### SUPPLIED RECORDS
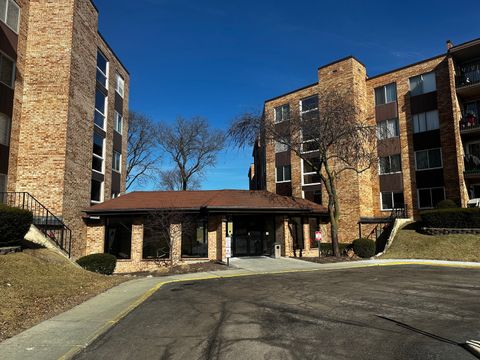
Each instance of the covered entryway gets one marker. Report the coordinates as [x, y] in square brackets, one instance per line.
[253, 235]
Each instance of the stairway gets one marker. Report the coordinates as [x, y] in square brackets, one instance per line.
[50, 225]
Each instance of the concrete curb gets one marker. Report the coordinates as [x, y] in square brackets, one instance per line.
[19, 342]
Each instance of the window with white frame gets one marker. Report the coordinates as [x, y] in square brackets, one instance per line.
[388, 129]
[392, 200]
[4, 129]
[282, 113]
[102, 69]
[310, 171]
[430, 197]
[280, 147]
[98, 153]
[390, 164]
[7, 70]
[120, 85]
[386, 94]
[428, 159]
[284, 173]
[426, 121]
[423, 84]
[96, 194]
[3, 183]
[117, 161]
[10, 14]
[100, 109]
[118, 122]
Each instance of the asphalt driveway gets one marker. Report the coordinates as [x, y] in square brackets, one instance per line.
[395, 312]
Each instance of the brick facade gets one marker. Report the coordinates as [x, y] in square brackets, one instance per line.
[360, 194]
[54, 100]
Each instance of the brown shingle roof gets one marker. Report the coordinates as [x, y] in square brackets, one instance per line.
[209, 199]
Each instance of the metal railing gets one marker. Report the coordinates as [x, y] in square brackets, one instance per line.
[50, 225]
[469, 74]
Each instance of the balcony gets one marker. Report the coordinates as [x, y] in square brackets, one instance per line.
[472, 166]
[469, 124]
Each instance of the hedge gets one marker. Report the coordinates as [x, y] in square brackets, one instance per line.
[364, 248]
[14, 224]
[459, 218]
[99, 263]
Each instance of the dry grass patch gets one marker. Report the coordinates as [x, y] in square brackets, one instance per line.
[409, 244]
[38, 284]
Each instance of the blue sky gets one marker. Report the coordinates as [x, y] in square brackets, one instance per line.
[218, 59]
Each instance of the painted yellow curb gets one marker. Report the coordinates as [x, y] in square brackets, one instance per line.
[110, 323]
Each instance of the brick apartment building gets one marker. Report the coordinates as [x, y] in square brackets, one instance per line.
[430, 152]
[63, 109]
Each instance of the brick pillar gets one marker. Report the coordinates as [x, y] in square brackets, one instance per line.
[176, 234]
[95, 238]
[137, 241]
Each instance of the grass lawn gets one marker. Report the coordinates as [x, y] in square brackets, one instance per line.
[410, 244]
[38, 284]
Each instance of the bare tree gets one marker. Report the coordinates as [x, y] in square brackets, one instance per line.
[161, 228]
[192, 146]
[330, 136]
[172, 181]
[142, 156]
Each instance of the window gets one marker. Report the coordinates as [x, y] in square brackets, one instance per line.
[102, 69]
[194, 238]
[280, 147]
[10, 14]
[7, 70]
[425, 121]
[430, 197]
[282, 113]
[120, 86]
[428, 159]
[117, 161]
[422, 84]
[388, 129]
[156, 240]
[309, 172]
[96, 191]
[4, 129]
[390, 164]
[98, 153]
[284, 173]
[100, 109]
[309, 104]
[118, 122]
[118, 237]
[385, 94]
[392, 200]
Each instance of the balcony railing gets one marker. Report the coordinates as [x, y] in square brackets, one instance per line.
[469, 74]
[472, 164]
[469, 122]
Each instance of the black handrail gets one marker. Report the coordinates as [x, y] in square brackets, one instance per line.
[49, 224]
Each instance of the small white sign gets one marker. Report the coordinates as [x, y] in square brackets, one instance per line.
[228, 247]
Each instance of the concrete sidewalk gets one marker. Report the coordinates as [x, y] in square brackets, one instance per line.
[68, 333]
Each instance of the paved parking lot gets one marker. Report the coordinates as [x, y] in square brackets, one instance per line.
[395, 312]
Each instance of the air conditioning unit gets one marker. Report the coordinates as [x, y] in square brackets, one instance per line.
[474, 203]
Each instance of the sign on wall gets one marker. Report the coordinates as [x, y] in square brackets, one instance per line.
[228, 247]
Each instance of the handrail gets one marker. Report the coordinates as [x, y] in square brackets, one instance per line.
[50, 225]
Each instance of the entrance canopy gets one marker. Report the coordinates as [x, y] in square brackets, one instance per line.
[209, 201]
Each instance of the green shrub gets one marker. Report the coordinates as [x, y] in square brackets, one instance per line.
[365, 248]
[99, 263]
[14, 224]
[447, 204]
[458, 218]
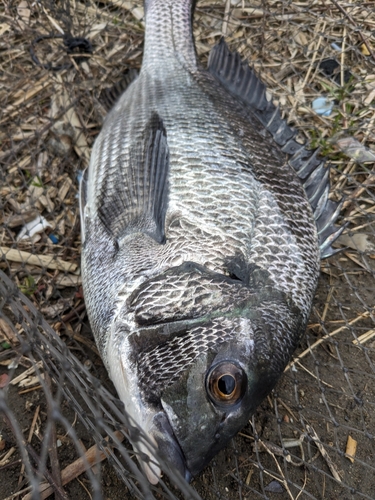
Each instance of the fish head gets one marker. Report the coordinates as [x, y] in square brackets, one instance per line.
[210, 379]
[214, 397]
[206, 350]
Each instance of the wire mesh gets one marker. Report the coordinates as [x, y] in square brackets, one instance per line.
[61, 423]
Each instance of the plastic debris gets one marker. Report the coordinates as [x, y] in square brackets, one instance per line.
[336, 46]
[79, 175]
[274, 487]
[365, 50]
[351, 449]
[53, 238]
[322, 106]
[4, 380]
[332, 69]
[355, 150]
[37, 225]
[357, 241]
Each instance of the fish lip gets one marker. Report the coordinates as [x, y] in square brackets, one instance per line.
[168, 445]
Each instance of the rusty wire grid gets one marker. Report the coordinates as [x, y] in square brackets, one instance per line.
[61, 423]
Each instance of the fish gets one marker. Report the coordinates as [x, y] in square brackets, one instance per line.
[204, 221]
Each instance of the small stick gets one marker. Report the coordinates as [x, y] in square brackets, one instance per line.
[52, 449]
[325, 455]
[354, 24]
[329, 335]
[26, 373]
[48, 261]
[31, 432]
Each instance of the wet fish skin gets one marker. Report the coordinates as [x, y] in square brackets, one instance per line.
[200, 249]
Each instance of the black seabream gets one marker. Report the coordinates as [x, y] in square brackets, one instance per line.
[203, 225]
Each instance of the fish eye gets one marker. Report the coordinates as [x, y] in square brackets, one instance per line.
[226, 383]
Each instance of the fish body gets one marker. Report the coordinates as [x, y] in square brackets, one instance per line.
[201, 243]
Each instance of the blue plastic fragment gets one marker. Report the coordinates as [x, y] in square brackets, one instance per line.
[274, 487]
[53, 238]
[79, 175]
[322, 106]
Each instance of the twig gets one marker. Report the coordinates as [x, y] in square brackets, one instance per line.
[325, 455]
[93, 457]
[52, 450]
[354, 24]
[48, 261]
[329, 335]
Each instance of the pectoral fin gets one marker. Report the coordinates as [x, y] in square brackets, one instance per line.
[186, 292]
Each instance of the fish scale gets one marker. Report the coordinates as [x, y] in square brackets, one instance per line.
[200, 254]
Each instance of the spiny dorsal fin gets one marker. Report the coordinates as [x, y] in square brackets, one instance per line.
[241, 81]
[137, 198]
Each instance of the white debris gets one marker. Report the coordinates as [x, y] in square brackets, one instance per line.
[37, 225]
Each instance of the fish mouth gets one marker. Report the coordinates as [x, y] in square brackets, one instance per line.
[168, 445]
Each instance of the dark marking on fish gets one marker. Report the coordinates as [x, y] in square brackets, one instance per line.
[137, 201]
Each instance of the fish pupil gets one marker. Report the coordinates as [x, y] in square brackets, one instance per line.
[226, 384]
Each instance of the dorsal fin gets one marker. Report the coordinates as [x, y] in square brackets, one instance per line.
[136, 199]
[241, 81]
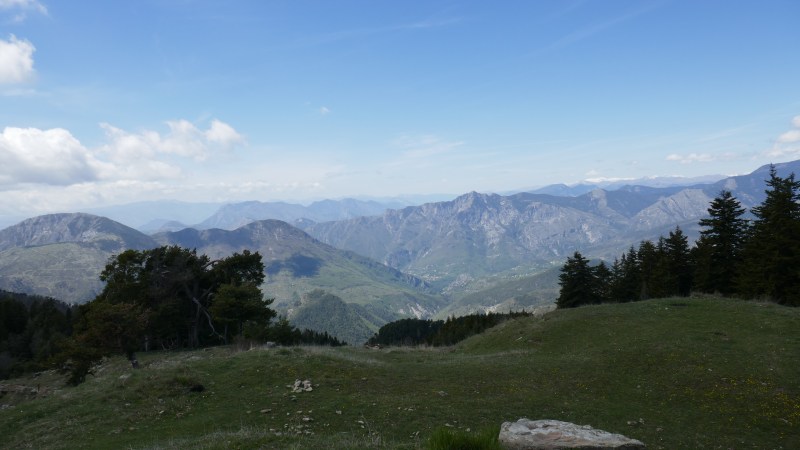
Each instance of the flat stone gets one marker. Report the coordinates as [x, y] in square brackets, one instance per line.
[527, 434]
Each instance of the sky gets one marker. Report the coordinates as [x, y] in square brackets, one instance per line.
[110, 102]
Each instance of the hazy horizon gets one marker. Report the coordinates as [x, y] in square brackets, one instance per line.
[104, 103]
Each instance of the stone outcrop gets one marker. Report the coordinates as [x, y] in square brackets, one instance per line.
[527, 434]
[301, 386]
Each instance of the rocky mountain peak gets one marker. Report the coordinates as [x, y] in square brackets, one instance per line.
[71, 227]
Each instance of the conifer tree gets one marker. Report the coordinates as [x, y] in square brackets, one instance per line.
[772, 251]
[678, 263]
[578, 283]
[718, 251]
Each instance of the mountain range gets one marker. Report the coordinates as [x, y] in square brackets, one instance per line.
[347, 267]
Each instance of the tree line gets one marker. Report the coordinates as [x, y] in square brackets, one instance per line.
[159, 299]
[31, 331]
[436, 333]
[735, 256]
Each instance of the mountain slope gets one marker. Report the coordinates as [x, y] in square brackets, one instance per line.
[477, 235]
[235, 215]
[62, 255]
[295, 264]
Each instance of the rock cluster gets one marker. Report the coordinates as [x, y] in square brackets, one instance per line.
[301, 386]
[527, 434]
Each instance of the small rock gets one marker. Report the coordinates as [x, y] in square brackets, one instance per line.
[527, 434]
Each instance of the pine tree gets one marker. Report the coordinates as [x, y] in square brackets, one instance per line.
[679, 264]
[578, 283]
[718, 251]
[772, 251]
[627, 280]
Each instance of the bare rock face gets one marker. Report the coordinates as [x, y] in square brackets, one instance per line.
[527, 434]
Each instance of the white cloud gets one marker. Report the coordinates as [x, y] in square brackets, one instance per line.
[418, 147]
[16, 60]
[691, 158]
[54, 157]
[184, 139]
[20, 8]
[789, 136]
[50, 157]
[788, 143]
[223, 134]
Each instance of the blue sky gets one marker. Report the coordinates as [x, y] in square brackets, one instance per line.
[108, 102]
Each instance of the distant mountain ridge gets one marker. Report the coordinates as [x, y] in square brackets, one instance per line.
[574, 190]
[235, 215]
[475, 252]
[479, 234]
[62, 255]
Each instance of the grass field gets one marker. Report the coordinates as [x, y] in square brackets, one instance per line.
[674, 373]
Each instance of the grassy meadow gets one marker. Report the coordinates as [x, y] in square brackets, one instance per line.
[673, 373]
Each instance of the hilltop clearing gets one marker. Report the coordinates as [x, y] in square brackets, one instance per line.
[673, 373]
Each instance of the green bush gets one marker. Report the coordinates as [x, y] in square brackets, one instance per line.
[451, 439]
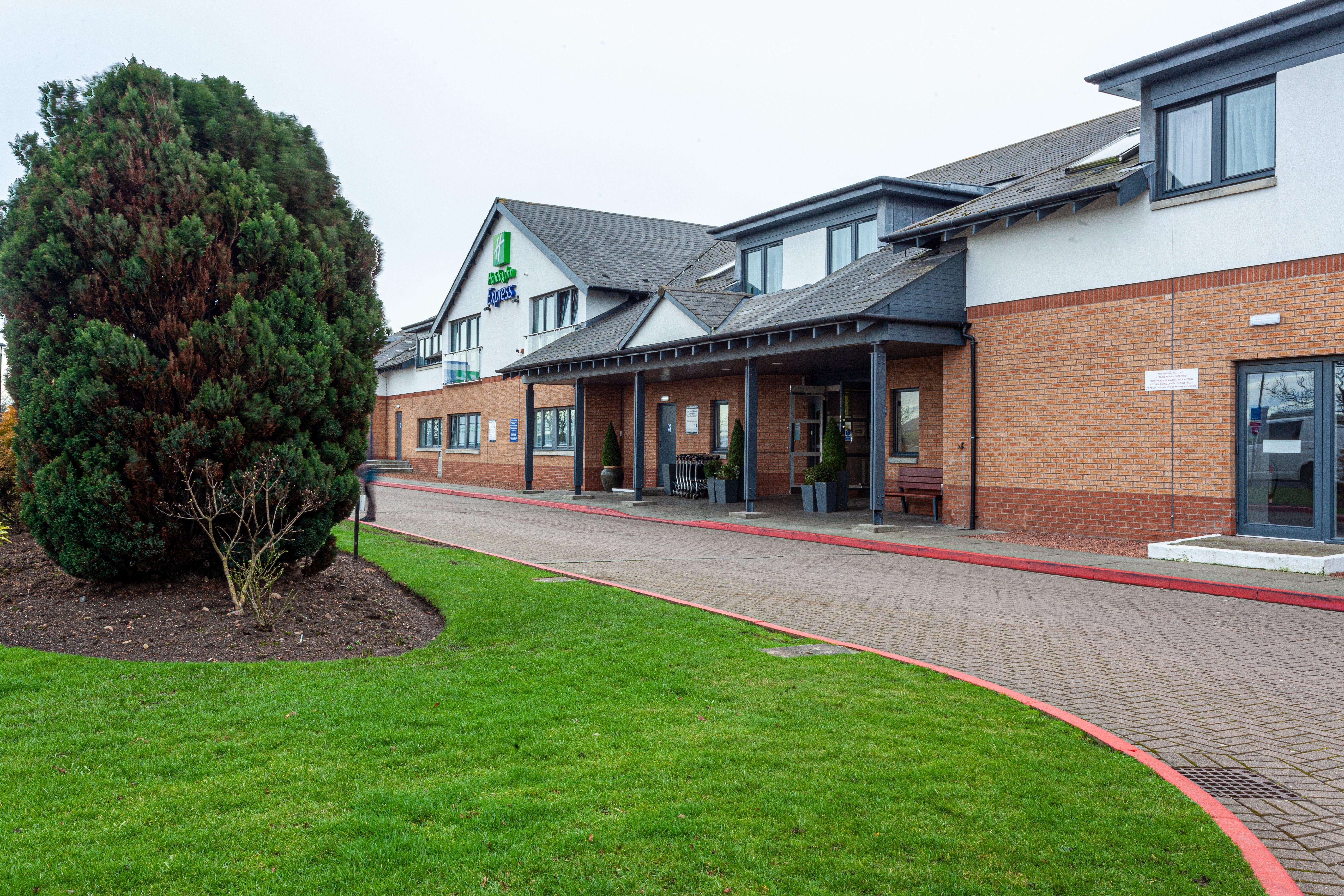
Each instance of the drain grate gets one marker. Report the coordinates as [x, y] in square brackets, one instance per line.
[1237, 784]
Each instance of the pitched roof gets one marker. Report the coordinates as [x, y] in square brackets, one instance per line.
[609, 250]
[1030, 158]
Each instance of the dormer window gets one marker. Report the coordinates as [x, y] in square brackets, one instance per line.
[1218, 140]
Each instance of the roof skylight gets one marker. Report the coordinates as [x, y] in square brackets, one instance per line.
[1115, 151]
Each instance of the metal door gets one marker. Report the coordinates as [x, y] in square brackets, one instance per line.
[1280, 433]
[806, 420]
[667, 441]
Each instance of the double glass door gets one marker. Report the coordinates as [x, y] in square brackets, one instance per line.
[1291, 433]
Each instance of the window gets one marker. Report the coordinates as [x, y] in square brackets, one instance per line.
[905, 422]
[765, 269]
[721, 426]
[464, 430]
[557, 310]
[464, 334]
[432, 432]
[429, 346]
[850, 242]
[1218, 140]
[554, 428]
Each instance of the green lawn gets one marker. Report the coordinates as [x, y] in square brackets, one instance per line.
[568, 739]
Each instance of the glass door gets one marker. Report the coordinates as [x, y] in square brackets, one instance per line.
[1281, 413]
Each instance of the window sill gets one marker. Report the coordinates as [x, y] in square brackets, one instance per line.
[1230, 190]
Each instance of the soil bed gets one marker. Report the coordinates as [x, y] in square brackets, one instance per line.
[347, 610]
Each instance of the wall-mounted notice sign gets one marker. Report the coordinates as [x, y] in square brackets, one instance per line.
[1169, 381]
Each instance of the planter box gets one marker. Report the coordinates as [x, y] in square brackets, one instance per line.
[732, 491]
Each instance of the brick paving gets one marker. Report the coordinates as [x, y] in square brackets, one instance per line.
[1198, 680]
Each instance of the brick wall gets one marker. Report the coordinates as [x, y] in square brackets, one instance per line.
[1069, 439]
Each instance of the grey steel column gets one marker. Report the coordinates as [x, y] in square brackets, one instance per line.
[529, 436]
[579, 437]
[749, 432]
[639, 436]
[878, 433]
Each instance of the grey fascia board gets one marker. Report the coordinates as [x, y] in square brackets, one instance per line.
[863, 190]
[1272, 27]
[500, 209]
[910, 234]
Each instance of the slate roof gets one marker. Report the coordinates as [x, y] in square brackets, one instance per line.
[846, 292]
[1037, 155]
[613, 252]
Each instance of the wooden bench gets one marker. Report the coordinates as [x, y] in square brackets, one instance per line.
[920, 483]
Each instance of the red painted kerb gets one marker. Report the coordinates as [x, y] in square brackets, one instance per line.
[1268, 870]
[1049, 567]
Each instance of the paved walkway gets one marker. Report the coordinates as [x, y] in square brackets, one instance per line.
[1205, 682]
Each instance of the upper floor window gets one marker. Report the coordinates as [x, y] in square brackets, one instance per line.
[557, 310]
[764, 269]
[1218, 140]
[850, 242]
[464, 334]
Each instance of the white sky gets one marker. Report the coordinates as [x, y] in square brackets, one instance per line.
[702, 112]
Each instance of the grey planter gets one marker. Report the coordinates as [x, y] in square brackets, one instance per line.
[824, 496]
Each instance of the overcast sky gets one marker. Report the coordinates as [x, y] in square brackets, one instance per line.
[704, 112]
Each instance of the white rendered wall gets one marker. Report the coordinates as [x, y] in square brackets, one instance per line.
[804, 259]
[664, 324]
[1108, 245]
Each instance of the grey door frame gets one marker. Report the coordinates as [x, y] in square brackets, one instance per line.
[663, 434]
[1323, 475]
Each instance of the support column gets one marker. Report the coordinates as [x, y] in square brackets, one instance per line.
[529, 436]
[749, 432]
[579, 437]
[878, 433]
[639, 436]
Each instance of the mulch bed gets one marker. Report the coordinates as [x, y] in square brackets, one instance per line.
[347, 610]
[1120, 547]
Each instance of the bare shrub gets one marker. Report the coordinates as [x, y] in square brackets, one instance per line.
[248, 519]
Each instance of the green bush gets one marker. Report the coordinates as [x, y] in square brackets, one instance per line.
[182, 280]
[611, 451]
[736, 449]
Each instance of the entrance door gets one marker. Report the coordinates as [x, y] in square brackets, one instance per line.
[1281, 488]
[667, 441]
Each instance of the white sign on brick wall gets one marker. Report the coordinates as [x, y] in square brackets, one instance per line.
[1169, 381]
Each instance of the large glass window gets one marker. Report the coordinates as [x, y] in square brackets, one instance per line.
[466, 334]
[554, 428]
[721, 426]
[1220, 139]
[464, 430]
[432, 432]
[850, 242]
[557, 310]
[905, 422]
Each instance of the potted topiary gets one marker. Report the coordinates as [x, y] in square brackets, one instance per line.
[822, 481]
[733, 469]
[713, 471]
[612, 472]
[835, 456]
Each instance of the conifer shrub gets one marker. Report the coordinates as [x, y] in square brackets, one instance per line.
[182, 280]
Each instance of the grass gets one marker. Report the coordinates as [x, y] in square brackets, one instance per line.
[568, 739]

### WORK REQUEST
The required output is every line from the one that holds "Each instance of the conifer shrub" through the last line of the listing above, retyped exactly and with nothing else.

### REPLY TO THE EXERCISE
Each instance of the conifer shrub gets one marker. Report the coordinates as [x, y] in square brackets, one instance per line.
[182, 280]
Each instance of the grass gets one marker. Report the coordinates as [x, y] in square brackets, one instance per line.
[568, 739]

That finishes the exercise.